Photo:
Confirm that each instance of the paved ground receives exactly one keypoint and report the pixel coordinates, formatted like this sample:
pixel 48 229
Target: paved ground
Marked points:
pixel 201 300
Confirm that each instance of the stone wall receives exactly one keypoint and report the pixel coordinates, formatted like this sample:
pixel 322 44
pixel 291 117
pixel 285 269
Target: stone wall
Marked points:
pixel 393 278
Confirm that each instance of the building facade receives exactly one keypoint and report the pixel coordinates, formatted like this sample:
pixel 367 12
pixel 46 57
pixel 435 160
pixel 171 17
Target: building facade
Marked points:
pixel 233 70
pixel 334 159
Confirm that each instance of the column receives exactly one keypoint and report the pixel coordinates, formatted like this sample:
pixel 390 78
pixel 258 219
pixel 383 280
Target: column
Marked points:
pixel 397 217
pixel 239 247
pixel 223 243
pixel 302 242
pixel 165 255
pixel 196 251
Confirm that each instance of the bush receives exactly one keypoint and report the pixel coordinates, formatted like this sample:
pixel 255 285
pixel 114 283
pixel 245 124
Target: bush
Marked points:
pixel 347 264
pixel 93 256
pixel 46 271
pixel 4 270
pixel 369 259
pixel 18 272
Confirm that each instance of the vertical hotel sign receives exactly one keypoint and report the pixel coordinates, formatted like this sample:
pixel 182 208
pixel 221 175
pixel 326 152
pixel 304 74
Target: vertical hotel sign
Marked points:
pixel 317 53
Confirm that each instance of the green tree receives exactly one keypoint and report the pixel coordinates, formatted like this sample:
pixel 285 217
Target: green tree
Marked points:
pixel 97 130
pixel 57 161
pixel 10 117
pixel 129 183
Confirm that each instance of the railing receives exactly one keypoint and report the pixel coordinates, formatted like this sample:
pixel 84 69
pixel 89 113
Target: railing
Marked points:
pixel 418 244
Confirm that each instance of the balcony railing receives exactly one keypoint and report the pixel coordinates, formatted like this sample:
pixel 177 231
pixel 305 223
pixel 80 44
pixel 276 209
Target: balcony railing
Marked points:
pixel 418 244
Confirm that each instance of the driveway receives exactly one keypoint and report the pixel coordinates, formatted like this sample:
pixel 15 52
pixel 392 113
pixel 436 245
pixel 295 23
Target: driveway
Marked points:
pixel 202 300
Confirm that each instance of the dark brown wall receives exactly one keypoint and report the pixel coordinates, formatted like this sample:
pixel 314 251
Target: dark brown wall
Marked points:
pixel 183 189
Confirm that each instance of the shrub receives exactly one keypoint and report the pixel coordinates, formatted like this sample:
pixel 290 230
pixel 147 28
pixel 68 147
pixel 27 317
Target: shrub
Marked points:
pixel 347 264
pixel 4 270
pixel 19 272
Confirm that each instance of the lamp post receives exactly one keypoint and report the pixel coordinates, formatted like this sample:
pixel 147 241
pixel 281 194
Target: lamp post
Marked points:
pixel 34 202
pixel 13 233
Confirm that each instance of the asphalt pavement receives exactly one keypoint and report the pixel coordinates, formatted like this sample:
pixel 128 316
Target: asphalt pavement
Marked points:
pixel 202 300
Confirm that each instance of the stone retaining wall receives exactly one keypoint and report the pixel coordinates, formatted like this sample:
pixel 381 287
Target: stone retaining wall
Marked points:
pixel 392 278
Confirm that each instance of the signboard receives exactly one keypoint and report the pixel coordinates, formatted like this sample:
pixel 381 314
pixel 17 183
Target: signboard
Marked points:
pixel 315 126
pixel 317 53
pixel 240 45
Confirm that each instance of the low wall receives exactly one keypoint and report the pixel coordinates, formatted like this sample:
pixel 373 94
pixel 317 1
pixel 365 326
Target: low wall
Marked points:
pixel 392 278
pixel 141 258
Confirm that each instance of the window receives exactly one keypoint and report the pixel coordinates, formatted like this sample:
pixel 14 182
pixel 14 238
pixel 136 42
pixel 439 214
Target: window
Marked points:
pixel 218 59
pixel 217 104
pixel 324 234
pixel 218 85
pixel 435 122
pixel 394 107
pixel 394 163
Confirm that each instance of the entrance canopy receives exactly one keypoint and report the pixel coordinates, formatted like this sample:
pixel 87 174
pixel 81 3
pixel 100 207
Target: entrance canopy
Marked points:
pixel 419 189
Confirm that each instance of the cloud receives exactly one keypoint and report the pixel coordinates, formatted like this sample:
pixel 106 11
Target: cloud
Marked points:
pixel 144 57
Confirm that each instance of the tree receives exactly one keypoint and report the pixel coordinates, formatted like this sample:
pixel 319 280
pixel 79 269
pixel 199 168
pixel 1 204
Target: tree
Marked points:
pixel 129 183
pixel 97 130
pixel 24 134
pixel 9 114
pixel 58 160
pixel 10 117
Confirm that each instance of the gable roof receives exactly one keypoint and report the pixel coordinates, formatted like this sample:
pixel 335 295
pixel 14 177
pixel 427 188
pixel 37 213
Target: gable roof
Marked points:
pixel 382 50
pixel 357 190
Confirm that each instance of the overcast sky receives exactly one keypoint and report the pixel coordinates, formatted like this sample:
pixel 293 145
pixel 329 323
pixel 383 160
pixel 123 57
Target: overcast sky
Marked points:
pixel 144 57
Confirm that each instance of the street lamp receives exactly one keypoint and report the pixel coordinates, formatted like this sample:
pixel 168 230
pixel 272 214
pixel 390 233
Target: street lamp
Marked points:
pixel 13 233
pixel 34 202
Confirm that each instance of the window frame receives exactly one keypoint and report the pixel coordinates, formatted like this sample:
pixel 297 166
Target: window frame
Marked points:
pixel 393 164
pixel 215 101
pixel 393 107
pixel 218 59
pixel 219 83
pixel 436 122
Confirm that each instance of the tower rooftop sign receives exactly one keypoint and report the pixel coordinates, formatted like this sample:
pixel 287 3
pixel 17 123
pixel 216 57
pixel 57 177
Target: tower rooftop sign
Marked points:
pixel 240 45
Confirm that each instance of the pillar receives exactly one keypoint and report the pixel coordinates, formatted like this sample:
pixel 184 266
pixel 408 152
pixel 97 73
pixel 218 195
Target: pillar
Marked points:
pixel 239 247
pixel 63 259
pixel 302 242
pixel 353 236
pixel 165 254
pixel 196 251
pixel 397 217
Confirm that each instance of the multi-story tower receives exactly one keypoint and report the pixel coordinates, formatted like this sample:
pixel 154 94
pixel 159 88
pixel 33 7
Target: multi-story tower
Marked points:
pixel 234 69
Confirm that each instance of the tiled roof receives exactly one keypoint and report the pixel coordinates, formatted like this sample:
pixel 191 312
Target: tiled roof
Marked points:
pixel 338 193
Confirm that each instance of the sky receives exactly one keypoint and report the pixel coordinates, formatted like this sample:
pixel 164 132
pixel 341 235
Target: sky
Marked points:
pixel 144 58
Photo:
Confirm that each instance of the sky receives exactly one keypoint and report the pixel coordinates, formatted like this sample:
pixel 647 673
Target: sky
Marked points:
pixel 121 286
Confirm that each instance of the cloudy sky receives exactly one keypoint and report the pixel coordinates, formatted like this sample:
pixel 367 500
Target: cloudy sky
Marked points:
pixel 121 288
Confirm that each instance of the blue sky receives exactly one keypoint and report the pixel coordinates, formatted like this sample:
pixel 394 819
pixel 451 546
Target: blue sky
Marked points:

· · · · · · ·

Repeat the records above exactly as they appear.

Photo:
Confirm that each instance of the paved ground receives exactly one keypoint and report the pixel coordinates, formatted like this sample:
pixel 48 229
Target: paved ground
Marked points:
pixel 201 300
Confirm that each instance of the stone wall receives exactly one keypoint and report the pixel coordinates, formatted like this sample:
pixel 322 44
pixel 291 117
pixel 285 269
Target: stone wall
Marked points:
pixel 393 278
Confirm that each instance of the building facade receives exactly one keypoint and report the pixel coordinates, formatted like this sample:
pixel 367 12
pixel 46 57
pixel 435 160
pixel 171 17
Target: building facade
Marked points:
pixel 233 70
pixel 334 159
Confirm that each instance of the column receives exactly one keypoint and report the pixel coordinates, formatted like this sample:
pixel 390 78
pixel 258 219
pixel 383 280
Target: column
Marked points:
pixel 397 217
pixel 239 247
pixel 223 243
pixel 302 242
pixel 165 255
pixel 196 251
Confirm that each instance of the bush receives exactly one keypoint and report the pixel coordinates, formatted like this sample:
pixel 255 285
pixel 114 283
pixel 245 124
Target: bush
Marked points:
pixel 347 264
pixel 93 256
pixel 46 271
pixel 4 270
pixel 369 259
pixel 18 272
Confirm that each instance of the vertical hotel sign receives exactly one keypoint and report the pixel coordinates, formatted like this sample:
pixel 182 208
pixel 221 175
pixel 326 152
pixel 304 74
Target: vertical hotel sign
Marked points:
pixel 317 53
Confirm that each instance of the green tree receives exactly one keypoint and report the pixel coordinates, formatted like this sample:
pixel 285 217
Target: green tree
Marked points:
pixel 97 130
pixel 57 161
pixel 10 117
pixel 129 183
Confirm that each instance of the railing receives exactly one keypoint and report the pixel coordinates, formatted like this sample:
pixel 84 69
pixel 89 113
Target: railing
Marked points:
pixel 418 244
Confirm that each instance of the balcony railing receives exactly one keypoint and report the pixel coordinates, formatted like this sample:
pixel 177 231
pixel 305 223
pixel 80 44
pixel 276 209
Target: balcony railing
Marked points:
pixel 418 244
Confirm that each instance of the driveway receives exactly one keypoint and report the pixel coordinates, formatted like this sample:
pixel 15 52
pixel 392 113
pixel 436 245
pixel 295 23
Target: driveway
Marked points:
pixel 202 300
Confirm that each instance of the dark brown wall receives exactly one keypoint and report the pixel coordinates, formatted like this sample:
pixel 314 251
Target: dark brown wall
Marked points:
pixel 183 189
Confirm that each instance of the shrub receives exactly one keypoint and report the pixel coordinates, formatted like this sample:
pixel 290 230
pixel 147 28
pixel 68 147
pixel 27 317
Target: shrub
Marked points:
pixel 347 264
pixel 4 270
pixel 19 272
Confirm that each instance of the lamp post receives exactly one keypoint and report the pixel coordinates, formatted like this sample:
pixel 147 241
pixel 281 194
Target: lamp post
Marked points:
pixel 34 202
pixel 13 233
Confirm that each instance of the asphalt pavement receives exactly one keypoint and report the pixel coordinates, formatted like this sample:
pixel 128 316
Target: asphalt pavement
Marked points:
pixel 202 300
Confirm that each instance of the stone retaining wall receives exactly one keypoint and report the pixel coordinates, formatted like this sample:
pixel 381 287
Target: stone retaining wall
Marked points:
pixel 392 278
Confirm that each instance of the signboard receives exactly one keypoint and report the pixel coordinates, formatted like this sample:
pixel 381 314
pixel 17 183
Target: signboard
Marked points:
pixel 315 126
pixel 317 53
pixel 240 45
Confirm that each instance of the low wall receives exactly one keypoint and report the pixel coordinates, formatted like this sample:
pixel 373 94
pixel 317 1
pixel 365 326
Target: low wall
Marked points:
pixel 392 278
pixel 141 258
Confirm that each instance of the window receives exactly one keypoint and report the pixel coordinates, formatted like this sample:
pixel 14 182
pixel 14 238
pixel 136 42
pixel 439 214
Target: window
Marked points:
pixel 218 59
pixel 217 104
pixel 324 234
pixel 218 85
pixel 435 122
pixel 394 107
pixel 394 163
Confirm that each instance of the entrance canopy receives exactly one keypoint and report the pixel coordinates, formatted like this sample:
pixel 87 174
pixel 81 3
pixel 100 207
Target: entrance canopy
Marked points:
pixel 419 189
Confirm that each instance of the cloud receives exactly one keypoint and report the pixel coordinates, formatted like this sample:
pixel 106 11
Target: cloud
Marked points:
pixel 144 57
Confirm that each instance of the tree receives exactly one keypoint and report the pixel coordinates, formatted like this sample:
pixel 319 280
pixel 79 269
pixel 199 168
pixel 1 204
Target: tree
Marked points:
pixel 129 183
pixel 97 130
pixel 24 134
pixel 9 114
pixel 58 160
pixel 10 117
Confirm that each instance of the gable roof receives exactly one keypoint and report the pixel coordinates, formatted like this sample:
pixel 335 295
pixel 14 177
pixel 427 188
pixel 37 213
Target: gable roof
Marked points:
pixel 382 50
pixel 357 190
Confirm that each instance of the overcast sky receives exactly one keypoint and report the pixel coordinates, formatted like this sample:
pixel 293 145
pixel 329 323
pixel 383 160
pixel 123 57
Target: overcast sky
Marked points:
pixel 144 57
Confirm that each instance of the street lamp receives exactly one keypoint and report the pixel coordinates, formatted like this sample:
pixel 168 230
pixel 272 214
pixel 390 233
Target: street lamp
Marked points:
pixel 13 233
pixel 34 202
Confirm that each instance of the window frame receives exactly one keypoint and report the pixel coordinates, formatted like this sample:
pixel 297 166
Target: window frame
Marked points:
pixel 393 164
pixel 215 101
pixel 393 107
pixel 218 59
pixel 219 83
pixel 436 122
Confirm that each instance of the tower rooftop sign receives exactly one keypoint and report the pixel coordinates, formatted like this sample:
pixel 287 3
pixel 17 123
pixel 216 57
pixel 57 177
Target: tower rooftop sign
Marked points:
pixel 240 45
Confirm that each instance of the pillar receives exactly one keypoint and report the pixel coordinates, formatted like this sample:
pixel 184 266
pixel 408 152
pixel 97 73
pixel 218 195
Target: pillar
Marked points:
pixel 239 247
pixel 63 259
pixel 302 242
pixel 353 236
pixel 165 254
pixel 196 251
pixel 397 217
Confirm that each instance of the multi-story tower receives exactly one keypoint and report the pixel coordinates, formatted like this sample:
pixel 154 94
pixel 159 88
pixel 33 7
Target: multi-story tower
Marked points:
pixel 234 69
Confirm that each instance of the tiled roof receives exactly one keypoint and report the pixel coordinates, formatted like this sample:
pixel 191 312
Target: tiled roof
Marked points:
pixel 338 193
Confirm that each instance of the sky receives exactly one keypoint and report the pixel coordinates, formatted like this sample:
pixel 164 132
pixel 341 235
Target: sky
Marked points:
pixel 144 58
Photo:
Confirm that each instance of the sky receives exactly one keypoint and report the pixel coordinates, formatted like this sample:
pixel 647 673
Target: sky
Marked points:
pixel 121 286
Confirm that each instance of the cloudy sky receives exactly one keypoint and report the pixel coordinates, formatted like this sample:
pixel 367 500
Target: cloudy sky
Marked points:
pixel 121 288
Confirm that each instance of the blue sky receives exactly one keypoint and report the pixel coordinates, formatted like this sample:
pixel 394 819
pixel 451 546
Target: blue sky
Marked points:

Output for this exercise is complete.